# DOCUMENT SEGMENT
## START

F.46. pg_ivm#
F.46. pg_ivm #
The pg_ivm
module provides Incremental View
Maintenance (IVM) feature for Tantor SE.
F.46.2. Description #
Incremental View Maintenance
(IVM) is a way to make materialized views up-to-date in
which only incremental changes are computed and applied on views
rather than recomputing the contents from scratch as
REFRESH MATERIALIZED VIEW
does. IVM can update
materialized views more efficiently than recomputation when only
small parts of the view are changed.
There are two approaches with regard to timing of view
maintenance: immediate and deferred. In immediate maintenance,
views are updated in the same transaction that its base table is
modified. In deferred maintenance, views are updated after the
transaction is committed, for example, when the view is accessed,
as a response to user command like
REFRESH MATERIALIZED VIEW
, or periodically in
background, and so on. pg_ivm
provides a kind
of immediate maintenance, in which materialized views are updated
immediately in AFTER triggers when a base table is modified.

## END

# STATED GOAL 1
List every line of the records that contains the word "potted".

# PROVIDED INFORMATION

## START

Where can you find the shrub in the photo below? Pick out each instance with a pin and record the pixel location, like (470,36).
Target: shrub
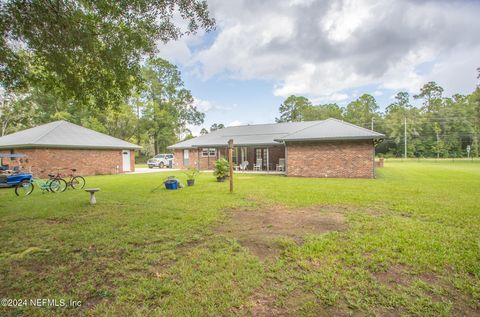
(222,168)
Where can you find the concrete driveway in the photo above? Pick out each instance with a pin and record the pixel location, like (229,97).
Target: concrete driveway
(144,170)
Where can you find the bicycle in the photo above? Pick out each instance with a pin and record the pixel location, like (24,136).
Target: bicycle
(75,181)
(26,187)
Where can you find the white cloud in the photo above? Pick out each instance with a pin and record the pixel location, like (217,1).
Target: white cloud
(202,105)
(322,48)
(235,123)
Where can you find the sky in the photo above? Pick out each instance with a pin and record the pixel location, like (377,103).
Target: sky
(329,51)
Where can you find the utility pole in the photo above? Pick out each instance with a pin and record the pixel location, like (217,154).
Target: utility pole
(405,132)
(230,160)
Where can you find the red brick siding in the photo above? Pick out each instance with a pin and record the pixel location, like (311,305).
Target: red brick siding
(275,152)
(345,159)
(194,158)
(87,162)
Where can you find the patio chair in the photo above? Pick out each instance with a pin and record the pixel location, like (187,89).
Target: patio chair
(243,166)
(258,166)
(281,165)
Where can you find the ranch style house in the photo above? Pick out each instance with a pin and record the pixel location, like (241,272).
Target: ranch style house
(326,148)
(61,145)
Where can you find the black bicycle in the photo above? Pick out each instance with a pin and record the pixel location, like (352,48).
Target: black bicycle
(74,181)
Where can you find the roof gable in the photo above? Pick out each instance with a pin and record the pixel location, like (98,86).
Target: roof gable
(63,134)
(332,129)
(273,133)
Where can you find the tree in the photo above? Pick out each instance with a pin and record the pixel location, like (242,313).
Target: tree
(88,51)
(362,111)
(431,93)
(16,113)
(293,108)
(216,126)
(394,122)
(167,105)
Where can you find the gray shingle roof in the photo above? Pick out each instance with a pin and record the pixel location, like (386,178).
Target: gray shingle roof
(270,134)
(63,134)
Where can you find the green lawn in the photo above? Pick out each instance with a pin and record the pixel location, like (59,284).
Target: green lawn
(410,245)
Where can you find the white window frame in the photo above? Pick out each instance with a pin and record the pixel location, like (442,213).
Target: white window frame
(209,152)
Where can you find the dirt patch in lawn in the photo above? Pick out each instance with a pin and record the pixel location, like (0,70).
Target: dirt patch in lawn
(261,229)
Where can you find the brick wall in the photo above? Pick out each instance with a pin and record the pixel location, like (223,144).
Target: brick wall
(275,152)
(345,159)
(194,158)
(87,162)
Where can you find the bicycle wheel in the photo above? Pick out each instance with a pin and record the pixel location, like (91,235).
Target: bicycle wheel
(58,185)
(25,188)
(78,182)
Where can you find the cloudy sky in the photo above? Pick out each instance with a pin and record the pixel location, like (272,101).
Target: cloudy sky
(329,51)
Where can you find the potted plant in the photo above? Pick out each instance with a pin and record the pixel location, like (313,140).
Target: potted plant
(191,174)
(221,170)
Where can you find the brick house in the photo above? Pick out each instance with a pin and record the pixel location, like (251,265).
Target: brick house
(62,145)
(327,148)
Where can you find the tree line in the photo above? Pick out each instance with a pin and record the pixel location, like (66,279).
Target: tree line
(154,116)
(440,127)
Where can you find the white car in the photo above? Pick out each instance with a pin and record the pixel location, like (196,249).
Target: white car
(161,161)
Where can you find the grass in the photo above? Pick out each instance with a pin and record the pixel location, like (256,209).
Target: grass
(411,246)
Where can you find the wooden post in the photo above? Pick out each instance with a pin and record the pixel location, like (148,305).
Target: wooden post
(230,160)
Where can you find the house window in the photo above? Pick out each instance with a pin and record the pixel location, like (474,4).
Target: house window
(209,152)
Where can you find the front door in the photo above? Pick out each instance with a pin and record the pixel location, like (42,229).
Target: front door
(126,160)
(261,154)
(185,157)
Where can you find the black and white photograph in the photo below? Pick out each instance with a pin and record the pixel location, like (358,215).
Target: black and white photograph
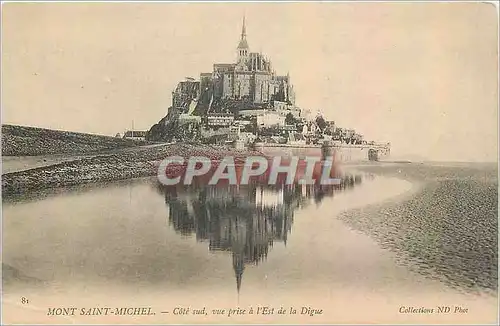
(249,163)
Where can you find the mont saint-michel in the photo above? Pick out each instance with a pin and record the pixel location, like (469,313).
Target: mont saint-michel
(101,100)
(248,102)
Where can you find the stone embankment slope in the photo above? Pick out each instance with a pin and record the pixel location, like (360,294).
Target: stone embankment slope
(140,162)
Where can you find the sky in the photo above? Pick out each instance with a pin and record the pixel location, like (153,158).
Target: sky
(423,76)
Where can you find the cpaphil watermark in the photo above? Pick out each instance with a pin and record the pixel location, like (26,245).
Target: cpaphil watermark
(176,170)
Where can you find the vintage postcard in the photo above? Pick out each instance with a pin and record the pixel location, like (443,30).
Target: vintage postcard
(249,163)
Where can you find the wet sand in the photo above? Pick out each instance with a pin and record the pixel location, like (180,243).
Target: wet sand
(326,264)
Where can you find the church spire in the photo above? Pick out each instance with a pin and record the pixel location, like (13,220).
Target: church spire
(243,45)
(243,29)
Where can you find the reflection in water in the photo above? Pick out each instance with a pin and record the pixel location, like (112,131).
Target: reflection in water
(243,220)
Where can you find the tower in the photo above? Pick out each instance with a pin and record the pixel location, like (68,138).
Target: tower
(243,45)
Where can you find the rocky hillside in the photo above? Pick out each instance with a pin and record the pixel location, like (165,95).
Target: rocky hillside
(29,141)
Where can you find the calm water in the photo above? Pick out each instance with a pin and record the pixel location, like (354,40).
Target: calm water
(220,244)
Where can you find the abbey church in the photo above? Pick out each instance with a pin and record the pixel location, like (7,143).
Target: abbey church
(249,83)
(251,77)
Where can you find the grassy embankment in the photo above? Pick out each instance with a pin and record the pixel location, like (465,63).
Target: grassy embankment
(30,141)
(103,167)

## END

# STATED GOAL 2
Rewrite the pg_ivm text between "F.46. pg_ivm#" and "view are changed.", inclusive, with "incremental changes" replaced by "incremental deltas".

# COMPLETE OUTPUT 1
Where can you find the potted plant in the photo above? Pick out each instance with a pin and record the pixel location, like (313,140).
Target: potted plant

# COMPLETE OUTPUT 2
F.46. pg_ivm#
F.46. pg_ivm #
The pg_ivm
module provides Incremental View
Maintenance (IVM) feature for Tantor SE.
F.46.2. Description #
Incremental View Maintenance
(IVM) is a way to make materialized views up-to-date in
which only incremental deltas are computed and applied on views
rather than recomputing the contents from scratch as
REFRESH MATERIALIZED VIEW
does. IVM can update
materialized views more efficiently than recomputation when only
small parts of the view are changed.